# Records for the task start
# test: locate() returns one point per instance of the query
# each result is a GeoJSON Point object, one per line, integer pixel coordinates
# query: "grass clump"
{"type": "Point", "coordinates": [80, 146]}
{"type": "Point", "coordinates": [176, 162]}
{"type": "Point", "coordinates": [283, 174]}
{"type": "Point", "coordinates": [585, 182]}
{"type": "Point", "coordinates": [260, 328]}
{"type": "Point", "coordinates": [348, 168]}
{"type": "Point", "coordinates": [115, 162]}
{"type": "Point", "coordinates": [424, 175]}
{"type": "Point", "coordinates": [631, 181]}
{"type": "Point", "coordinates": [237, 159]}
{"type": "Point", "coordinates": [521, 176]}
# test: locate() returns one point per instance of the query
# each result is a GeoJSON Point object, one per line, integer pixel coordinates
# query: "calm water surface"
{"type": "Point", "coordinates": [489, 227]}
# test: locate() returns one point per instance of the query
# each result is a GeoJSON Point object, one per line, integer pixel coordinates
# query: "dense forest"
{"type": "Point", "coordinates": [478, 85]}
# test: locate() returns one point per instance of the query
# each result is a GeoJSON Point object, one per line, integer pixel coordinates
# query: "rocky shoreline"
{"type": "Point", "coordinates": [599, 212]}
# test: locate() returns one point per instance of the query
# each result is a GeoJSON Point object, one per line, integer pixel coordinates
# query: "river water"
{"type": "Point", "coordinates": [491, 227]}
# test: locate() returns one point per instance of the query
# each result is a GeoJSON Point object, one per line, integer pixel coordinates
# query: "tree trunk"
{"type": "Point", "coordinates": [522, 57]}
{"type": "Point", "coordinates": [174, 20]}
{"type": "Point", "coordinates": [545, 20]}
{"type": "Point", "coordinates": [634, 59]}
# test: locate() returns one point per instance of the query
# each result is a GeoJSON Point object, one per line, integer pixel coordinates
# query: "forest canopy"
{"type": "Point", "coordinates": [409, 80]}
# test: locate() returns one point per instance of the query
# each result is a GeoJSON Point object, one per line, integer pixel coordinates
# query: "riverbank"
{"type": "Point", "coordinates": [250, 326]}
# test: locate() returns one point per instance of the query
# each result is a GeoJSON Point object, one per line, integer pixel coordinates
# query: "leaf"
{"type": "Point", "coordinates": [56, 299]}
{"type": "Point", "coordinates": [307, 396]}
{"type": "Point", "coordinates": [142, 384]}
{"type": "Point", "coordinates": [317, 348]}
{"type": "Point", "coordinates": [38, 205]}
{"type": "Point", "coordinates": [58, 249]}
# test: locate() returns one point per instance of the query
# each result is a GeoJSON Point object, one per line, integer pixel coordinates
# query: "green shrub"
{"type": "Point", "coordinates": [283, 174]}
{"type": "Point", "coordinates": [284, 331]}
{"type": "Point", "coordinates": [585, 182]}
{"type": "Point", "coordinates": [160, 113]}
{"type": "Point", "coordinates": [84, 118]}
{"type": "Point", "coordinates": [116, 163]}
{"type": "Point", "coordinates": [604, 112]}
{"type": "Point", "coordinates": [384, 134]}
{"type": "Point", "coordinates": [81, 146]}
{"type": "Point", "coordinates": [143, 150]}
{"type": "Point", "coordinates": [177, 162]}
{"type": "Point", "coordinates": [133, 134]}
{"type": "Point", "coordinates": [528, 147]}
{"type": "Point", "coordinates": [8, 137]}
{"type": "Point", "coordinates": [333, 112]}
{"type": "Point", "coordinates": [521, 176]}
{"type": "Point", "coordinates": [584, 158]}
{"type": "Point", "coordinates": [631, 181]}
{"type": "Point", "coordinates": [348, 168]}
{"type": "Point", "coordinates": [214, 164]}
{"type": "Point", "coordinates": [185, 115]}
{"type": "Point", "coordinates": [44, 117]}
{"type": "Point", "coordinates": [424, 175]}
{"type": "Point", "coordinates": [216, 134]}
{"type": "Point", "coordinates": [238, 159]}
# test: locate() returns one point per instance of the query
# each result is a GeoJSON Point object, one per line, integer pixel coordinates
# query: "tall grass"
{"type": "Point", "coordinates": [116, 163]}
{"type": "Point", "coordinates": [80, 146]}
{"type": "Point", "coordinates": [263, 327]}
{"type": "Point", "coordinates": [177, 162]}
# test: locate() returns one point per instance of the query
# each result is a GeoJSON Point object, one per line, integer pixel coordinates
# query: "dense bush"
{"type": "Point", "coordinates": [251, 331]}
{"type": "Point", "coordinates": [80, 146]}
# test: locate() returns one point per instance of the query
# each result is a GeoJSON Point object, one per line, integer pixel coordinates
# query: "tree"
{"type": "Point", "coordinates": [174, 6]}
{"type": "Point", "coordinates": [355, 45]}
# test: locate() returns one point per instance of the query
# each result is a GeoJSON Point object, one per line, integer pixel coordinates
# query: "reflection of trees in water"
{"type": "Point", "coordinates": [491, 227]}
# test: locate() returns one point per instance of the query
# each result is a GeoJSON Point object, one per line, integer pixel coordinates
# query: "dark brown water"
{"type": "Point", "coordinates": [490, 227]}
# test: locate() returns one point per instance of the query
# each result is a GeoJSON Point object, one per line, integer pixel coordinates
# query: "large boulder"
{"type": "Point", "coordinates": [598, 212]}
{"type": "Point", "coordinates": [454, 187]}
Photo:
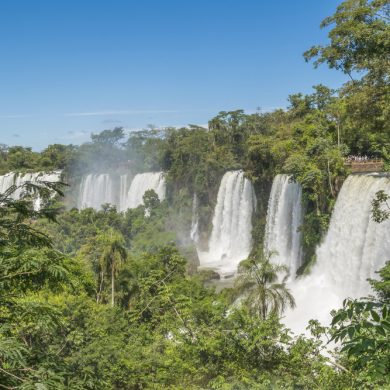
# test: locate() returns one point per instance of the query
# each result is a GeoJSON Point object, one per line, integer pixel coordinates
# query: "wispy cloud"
{"type": "Point", "coordinates": [121, 112]}
{"type": "Point", "coordinates": [75, 135]}
{"type": "Point", "coordinates": [15, 116]}
{"type": "Point", "coordinates": [110, 121]}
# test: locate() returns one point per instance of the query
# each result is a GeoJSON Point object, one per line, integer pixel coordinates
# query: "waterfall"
{"type": "Point", "coordinates": [143, 182]}
{"type": "Point", "coordinates": [18, 179]}
{"type": "Point", "coordinates": [353, 249]}
{"type": "Point", "coordinates": [194, 234]}
{"type": "Point", "coordinates": [284, 217]}
{"type": "Point", "coordinates": [96, 190]}
{"type": "Point", "coordinates": [123, 191]}
{"type": "Point", "coordinates": [231, 238]}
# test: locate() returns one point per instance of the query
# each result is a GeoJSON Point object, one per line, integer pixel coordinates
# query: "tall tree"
{"type": "Point", "coordinates": [263, 293]}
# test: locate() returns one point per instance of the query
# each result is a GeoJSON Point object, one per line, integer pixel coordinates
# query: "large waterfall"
{"type": "Point", "coordinates": [284, 217]}
{"type": "Point", "coordinates": [18, 179]}
{"type": "Point", "coordinates": [231, 237]}
{"type": "Point", "coordinates": [194, 234]}
{"type": "Point", "coordinates": [120, 191]}
{"type": "Point", "coordinates": [143, 182]}
{"type": "Point", "coordinates": [96, 190]}
{"type": "Point", "coordinates": [353, 249]}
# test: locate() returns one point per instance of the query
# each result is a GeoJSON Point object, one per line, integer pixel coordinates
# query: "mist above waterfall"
{"type": "Point", "coordinates": [353, 249]}
{"type": "Point", "coordinates": [18, 179]}
{"type": "Point", "coordinates": [231, 238]}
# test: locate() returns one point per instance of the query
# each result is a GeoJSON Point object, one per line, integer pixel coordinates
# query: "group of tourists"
{"type": "Point", "coordinates": [355, 158]}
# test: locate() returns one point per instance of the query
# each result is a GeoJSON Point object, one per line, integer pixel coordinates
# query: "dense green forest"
{"type": "Point", "coordinates": [112, 300]}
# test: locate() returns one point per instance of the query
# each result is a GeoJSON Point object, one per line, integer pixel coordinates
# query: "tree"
{"type": "Point", "coordinates": [108, 252]}
{"type": "Point", "coordinates": [258, 284]}
{"type": "Point", "coordinates": [359, 39]}
{"type": "Point", "coordinates": [111, 137]}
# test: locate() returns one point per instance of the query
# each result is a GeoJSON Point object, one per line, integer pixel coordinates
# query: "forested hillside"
{"type": "Point", "coordinates": [112, 299]}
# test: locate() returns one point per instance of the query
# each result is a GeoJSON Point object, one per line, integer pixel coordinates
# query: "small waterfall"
{"type": "Point", "coordinates": [284, 217]}
{"type": "Point", "coordinates": [143, 182]}
{"type": "Point", "coordinates": [123, 191]}
{"type": "Point", "coordinates": [194, 234]}
{"type": "Point", "coordinates": [18, 179]}
{"type": "Point", "coordinates": [353, 249]}
{"type": "Point", "coordinates": [231, 238]}
{"type": "Point", "coordinates": [96, 190]}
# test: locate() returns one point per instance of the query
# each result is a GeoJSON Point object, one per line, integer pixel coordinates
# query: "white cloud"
{"type": "Point", "coordinates": [121, 112]}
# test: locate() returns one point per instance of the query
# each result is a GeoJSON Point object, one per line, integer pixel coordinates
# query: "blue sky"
{"type": "Point", "coordinates": [69, 68]}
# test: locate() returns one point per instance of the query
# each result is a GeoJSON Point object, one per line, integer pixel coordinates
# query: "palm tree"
{"type": "Point", "coordinates": [258, 283]}
{"type": "Point", "coordinates": [111, 254]}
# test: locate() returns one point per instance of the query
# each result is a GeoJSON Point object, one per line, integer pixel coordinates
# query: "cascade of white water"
{"type": "Point", "coordinates": [284, 217]}
{"type": "Point", "coordinates": [18, 179]}
{"type": "Point", "coordinates": [194, 234]}
{"type": "Point", "coordinates": [96, 190]}
{"type": "Point", "coordinates": [143, 182]}
{"type": "Point", "coordinates": [353, 249]}
{"type": "Point", "coordinates": [123, 191]}
{"type": "Point", "coordinates": [231, 238]}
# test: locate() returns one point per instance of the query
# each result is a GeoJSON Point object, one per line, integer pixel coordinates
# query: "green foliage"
{"type": "Point", "coordinates": [260, 289]}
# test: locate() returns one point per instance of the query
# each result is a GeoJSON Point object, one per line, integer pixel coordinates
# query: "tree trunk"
{"type": "Point", "coordinates": [112, 285]}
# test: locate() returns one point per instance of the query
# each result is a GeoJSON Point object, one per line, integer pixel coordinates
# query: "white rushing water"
{"type": "Point", "coordinates": [231, 237]}
{"type": "Point", "coordinates": [143, 182]}
{"type": "Point", "coordinates": [194, 234]}
{"type": "Point", "coordinates": [18, 179]}
{"type": "Point", "coordinates": [284, 217]}
{"type": "Point", "coordinates": [96, 190]}
{"type": "Point", "coordinates": [353, 249]}
{"type": "Point", "coordinates": [122, 191]}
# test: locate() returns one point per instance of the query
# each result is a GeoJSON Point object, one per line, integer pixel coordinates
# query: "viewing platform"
# Records for the task end
*Directive:*
Collect every line of the entries above that contains the word "large". Case counts.

*Answer to this exercise:*
# query: "large boulder"
# query: "large waterfall"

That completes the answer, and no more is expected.